■ **TO BE DONE**:
Copy out, word for word, the part of the items below that opens with the line containing "As a warehouse robot's perception module, locate weathered" and runs to the end of the items, including both that first line and the final one.

******************************

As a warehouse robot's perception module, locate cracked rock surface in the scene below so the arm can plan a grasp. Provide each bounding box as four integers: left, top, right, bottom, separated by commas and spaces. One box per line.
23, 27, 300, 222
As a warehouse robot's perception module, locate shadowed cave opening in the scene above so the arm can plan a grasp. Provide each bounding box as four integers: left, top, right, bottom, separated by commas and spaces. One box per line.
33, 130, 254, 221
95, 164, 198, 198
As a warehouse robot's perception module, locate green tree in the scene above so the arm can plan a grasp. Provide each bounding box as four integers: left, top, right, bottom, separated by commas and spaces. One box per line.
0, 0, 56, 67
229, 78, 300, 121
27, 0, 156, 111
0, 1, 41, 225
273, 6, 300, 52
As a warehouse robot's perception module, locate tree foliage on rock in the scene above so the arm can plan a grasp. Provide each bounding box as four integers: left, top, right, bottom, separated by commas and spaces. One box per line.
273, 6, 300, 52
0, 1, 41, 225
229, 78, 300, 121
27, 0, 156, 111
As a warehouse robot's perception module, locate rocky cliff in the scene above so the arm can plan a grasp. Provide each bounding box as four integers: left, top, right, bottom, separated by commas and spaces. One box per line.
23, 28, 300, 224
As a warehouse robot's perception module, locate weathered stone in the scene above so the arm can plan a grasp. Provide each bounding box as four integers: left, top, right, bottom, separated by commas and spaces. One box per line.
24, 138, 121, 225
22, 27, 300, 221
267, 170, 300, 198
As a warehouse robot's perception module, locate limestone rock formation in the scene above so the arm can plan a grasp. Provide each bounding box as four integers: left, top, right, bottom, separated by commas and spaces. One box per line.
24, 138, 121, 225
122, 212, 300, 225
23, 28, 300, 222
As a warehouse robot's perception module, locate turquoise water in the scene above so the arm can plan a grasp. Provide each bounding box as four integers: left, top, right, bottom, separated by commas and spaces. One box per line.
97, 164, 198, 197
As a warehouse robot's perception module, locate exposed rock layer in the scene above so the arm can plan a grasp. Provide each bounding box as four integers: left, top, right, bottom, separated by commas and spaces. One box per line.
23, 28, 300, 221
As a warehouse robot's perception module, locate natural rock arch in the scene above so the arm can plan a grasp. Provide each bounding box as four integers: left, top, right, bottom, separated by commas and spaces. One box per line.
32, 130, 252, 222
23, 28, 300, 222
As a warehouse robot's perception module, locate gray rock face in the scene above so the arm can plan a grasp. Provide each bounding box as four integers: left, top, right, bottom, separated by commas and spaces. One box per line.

******************************

■ **FULL ANSWER**:
As a warehouse robot's perception module, locate weathered stone in the scene above so the arm can plan a grasp. Provide each bounding box as four integers: left, top, right, bottom, separated by commas and spaces. One box per line.
24, 138, 121, 225
22, 27, 300, 221
267, 170, 300, 198
As a warehouse robot's perception module, locate limestone rock formation in the scene above so the arm can plan a grasp. Provide each bounding box as four integers: left, top, right, bottom, separated by commas and spaces. One box per line.
24, 138, 121, 225
122, 212, 300, 225
23, 28, 300, 222
As a warehouse robot's perception module, locate turquoise water in the scene above so the arm can plan a grasp. Provide each bounding box as four integers: left, top, right, bottom, separated by commas and spaces. One box per line.
97, 164, 198, 197
As a warehouse robot's perception module, locate exposed rock layer in the scene above so the arm can plan a grasp. Provide each bounding box as four integers: left, top, right, bottom, separated by commas and spaces. One box per line.
23, 28, 300, 221
As a warehouse robot's perception module, locate natural rock arch in the scene above so the arm can plan a grasp. Provide each bounding box as four integers: left, top, right, bottom, separated by commas and spaces. One box per line.
32, 130, 252, 222
23, 28, 300, 222
As a warehouse robot's perception module, locate gray rock face in the scene above so the arm can plan a grasp. Provide each bounding box as four integers: left, top, right, bottom, separated by commas and spaces. One box per line.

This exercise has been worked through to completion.